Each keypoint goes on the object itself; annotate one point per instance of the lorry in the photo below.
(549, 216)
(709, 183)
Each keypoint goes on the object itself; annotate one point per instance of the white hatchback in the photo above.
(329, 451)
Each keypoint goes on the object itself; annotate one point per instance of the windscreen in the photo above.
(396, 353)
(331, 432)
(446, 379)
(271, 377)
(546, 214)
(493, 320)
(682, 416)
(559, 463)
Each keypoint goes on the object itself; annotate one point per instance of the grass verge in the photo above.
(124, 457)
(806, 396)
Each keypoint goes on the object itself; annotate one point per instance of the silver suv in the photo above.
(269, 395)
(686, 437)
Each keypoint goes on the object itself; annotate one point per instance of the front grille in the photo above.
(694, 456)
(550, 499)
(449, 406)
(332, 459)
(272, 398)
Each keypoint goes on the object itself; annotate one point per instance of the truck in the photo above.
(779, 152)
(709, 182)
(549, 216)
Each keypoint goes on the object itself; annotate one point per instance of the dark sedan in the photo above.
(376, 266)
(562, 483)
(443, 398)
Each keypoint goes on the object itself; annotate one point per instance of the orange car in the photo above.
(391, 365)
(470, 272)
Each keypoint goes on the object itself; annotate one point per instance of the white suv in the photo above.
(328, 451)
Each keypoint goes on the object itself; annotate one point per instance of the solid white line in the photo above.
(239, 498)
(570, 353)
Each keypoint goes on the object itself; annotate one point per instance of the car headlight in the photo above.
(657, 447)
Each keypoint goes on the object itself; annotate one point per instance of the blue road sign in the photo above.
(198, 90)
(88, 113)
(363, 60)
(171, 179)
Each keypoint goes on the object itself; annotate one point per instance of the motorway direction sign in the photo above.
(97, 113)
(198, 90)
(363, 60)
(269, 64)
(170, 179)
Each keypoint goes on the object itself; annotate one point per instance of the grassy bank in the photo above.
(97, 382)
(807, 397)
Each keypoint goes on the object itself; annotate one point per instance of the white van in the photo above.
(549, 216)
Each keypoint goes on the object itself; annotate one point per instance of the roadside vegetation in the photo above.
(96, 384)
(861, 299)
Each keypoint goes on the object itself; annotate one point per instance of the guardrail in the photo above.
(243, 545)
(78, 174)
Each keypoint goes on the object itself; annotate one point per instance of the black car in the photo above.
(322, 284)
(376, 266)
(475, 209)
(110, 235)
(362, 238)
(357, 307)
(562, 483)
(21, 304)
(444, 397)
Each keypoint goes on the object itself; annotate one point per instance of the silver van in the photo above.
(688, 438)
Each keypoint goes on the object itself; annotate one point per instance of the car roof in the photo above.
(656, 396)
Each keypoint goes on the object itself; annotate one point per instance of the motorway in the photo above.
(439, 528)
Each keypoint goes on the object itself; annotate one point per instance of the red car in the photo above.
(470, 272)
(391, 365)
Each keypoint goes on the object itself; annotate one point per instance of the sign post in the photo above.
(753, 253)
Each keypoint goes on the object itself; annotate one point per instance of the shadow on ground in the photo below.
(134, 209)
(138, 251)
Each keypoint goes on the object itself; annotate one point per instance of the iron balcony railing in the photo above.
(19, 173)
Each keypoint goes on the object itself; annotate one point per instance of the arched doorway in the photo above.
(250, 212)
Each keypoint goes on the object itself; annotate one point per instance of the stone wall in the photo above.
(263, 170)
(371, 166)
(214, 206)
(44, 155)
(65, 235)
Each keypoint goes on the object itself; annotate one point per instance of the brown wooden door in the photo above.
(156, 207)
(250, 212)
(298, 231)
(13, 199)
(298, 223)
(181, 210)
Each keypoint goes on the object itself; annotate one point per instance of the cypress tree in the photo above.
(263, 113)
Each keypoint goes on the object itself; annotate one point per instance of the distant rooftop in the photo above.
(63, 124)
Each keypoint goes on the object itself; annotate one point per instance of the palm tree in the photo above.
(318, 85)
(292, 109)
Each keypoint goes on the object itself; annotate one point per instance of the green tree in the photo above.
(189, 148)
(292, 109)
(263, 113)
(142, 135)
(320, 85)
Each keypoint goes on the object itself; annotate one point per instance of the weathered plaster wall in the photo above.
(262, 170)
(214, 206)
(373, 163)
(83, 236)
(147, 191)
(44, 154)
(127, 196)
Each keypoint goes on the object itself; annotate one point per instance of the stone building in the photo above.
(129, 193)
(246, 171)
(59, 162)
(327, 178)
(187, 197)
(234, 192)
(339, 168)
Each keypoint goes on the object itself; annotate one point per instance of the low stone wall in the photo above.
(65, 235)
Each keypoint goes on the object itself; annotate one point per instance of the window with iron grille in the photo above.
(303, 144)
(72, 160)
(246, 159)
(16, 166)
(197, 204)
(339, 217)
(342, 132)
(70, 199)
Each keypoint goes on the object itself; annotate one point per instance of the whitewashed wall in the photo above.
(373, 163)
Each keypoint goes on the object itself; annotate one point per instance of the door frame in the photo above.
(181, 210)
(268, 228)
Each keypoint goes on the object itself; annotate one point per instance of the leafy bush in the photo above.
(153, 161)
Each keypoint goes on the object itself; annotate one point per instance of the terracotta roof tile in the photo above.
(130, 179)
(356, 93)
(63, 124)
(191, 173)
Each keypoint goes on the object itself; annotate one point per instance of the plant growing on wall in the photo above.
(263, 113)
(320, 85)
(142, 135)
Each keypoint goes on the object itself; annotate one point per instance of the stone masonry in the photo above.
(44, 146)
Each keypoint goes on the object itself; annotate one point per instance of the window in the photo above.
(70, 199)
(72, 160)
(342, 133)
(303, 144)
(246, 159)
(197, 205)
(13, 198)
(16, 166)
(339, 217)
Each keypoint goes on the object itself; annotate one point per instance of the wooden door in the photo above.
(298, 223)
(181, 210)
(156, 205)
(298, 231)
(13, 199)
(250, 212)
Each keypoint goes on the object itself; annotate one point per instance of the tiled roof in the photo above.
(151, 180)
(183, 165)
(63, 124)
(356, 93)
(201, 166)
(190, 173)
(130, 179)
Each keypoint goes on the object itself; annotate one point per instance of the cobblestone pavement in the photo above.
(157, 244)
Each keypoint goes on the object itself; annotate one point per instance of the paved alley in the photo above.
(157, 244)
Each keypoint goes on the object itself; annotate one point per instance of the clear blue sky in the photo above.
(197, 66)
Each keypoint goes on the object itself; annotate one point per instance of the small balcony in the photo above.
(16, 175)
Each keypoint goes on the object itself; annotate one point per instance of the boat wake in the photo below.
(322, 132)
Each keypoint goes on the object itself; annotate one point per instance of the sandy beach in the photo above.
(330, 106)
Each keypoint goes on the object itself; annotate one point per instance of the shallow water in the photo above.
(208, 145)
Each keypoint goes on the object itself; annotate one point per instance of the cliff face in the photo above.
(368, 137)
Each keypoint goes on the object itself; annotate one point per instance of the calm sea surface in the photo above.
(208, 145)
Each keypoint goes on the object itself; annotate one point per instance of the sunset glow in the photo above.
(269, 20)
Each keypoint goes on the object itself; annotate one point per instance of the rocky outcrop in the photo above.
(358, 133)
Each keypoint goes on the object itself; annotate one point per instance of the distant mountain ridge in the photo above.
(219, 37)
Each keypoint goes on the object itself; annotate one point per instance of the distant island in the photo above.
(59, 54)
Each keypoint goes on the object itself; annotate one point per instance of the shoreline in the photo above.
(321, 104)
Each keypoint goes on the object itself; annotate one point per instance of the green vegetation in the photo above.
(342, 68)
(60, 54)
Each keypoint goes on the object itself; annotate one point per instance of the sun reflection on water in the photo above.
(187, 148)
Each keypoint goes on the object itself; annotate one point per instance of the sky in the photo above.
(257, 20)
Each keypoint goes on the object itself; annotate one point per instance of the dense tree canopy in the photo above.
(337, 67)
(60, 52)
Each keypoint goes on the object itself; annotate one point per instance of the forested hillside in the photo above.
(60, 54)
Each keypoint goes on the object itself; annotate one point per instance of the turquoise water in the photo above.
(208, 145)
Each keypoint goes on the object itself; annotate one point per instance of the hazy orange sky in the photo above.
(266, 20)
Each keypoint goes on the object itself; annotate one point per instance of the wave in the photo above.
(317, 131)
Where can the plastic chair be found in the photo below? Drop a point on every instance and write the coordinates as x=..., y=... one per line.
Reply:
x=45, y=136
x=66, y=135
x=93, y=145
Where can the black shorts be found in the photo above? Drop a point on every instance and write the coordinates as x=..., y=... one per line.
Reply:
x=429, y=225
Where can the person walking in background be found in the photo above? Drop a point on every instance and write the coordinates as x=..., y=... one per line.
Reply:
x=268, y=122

Work to complete = Write out exactly the lines starting with the one that holds "hillside in the photo above." and running through the last line above.

Written response =
Each keypoint goes on the object itself; annotate one point per instance of the forested hillside in the photo above.
(60, 54)
Each keypoint goes on the object itself; annotate one point per instance of the turquoise water in the photo above.
(208, 145)
Each keypoint goes on the object itself; annotate one point per instance of the hazy orange sky in the photo above.
(266, 20)
Each keypoint goes on the object itself; annotate one point per instance of the wave in the photo above.
(317, 131)
Where can the plastic chair be found in the photo below? Drop a point on every instance and write the coordinates as x=..., y=... one per line.
Reply:
x=45, y=136
x=66, y=135
x=93, y=145
Where can the black shorts be found in the photo above? Drop a point on every instance and write the coordinates as x=..., y=... one per line.
Reply:
x=429, y=225
Where can the person walking in background be found in the photo above? Drop a point on every instance and write the coordinates as x=..., y=... one per line.
Reply:
x=268, y=122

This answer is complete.